* [STATED TASK] Return the records that follow, matching each one exactly.

* [INFORMATION PROVIDED]
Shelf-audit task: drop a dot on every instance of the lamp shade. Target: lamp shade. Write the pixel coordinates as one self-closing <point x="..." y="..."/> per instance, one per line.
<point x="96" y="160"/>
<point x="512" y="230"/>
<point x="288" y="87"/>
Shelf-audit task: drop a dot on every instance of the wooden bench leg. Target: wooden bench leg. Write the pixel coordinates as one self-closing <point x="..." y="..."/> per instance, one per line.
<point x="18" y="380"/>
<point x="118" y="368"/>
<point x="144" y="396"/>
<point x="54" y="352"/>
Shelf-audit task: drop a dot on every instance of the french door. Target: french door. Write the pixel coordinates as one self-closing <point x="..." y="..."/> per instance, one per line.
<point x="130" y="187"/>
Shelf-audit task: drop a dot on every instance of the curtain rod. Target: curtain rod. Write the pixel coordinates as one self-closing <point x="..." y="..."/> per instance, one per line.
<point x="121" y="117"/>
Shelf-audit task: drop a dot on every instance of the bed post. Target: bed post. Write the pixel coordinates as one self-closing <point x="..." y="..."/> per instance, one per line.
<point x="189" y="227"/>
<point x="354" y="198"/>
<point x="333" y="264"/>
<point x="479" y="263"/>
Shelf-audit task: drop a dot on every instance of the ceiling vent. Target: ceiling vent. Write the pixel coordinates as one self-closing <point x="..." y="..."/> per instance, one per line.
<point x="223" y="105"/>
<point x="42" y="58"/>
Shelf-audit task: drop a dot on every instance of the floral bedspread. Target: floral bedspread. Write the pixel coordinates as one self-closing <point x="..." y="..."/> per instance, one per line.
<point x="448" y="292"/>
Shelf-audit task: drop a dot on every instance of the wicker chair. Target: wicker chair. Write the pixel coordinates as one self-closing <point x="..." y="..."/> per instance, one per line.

* [ANSWER TO THE TASK]
Shelf-audit task: drop a dot on every instance of the lamp shade. Target: lamp shade. Write the pixel coordinates as one self-closing <point x="..." y="..."/> per instance, one per line.
<point x="96" y="160"/>
<point x="512" y="230"/>
<point x="288" y="87"/>
Shelf-audit task: drop a dot on every instance of the wooden bench leg. Target: wooden bench leg. Write the pixel coordinates as one self-closing <point x="..." y="..."/> per instance, one per line.
<point x="18" y="380"/>
<point x="118" y="368"/>
<point x="144" y="396"/>
<point x="54" y="352"/>
Shelf-audit task: drop a dot on every instance of the french door. Target: french door. Write the pixel coordinates as one self-closing <point x="..." y="..."/> per instance, one per line.
<point x="130" y="187"/>
Shelf-audit task: drop a dot on every instance of the curtain rod. Target: curtain rod. Write the pixel coordinates as one self-closing <point x="..." y="..."/> per instance, one per line.
<point x="121" y="117"/>
Shelf-audit task: drop a dot on every instance of the bed post. Target: bed post. Write the pixel coordinates as one self-closing <point x="..." y="..."/> per instance, one per line.
<point x="189" y="227"/>
<point x="354" y="198"/>
<point x="333" y="264"/>
<point x="479" y="263"/>
Shelf-audit task: drop a dot on every instance of the ceiling vent. Target: ceiling vent. Write the pixel coordinates as one self-closing <point x="..." y="..."/> per instance, one per line.
<point x="223" y="105"/>
<point x="42" y="58"/>
Shelf-audit task: drop a dot on every instance of the floral bedspread. Target: floral bedspread. Write the pixel coordinates as one self-closing <point x="..." y="..."/> per instance, one per line.
<point x="448" y="292"/>
Shelf-audit task: drop a dot on every instance of the wicker chair. Target: wicker chair. Write the pixel coordinates as one self-closing <point x="..." y="..."/> per instance, one per line.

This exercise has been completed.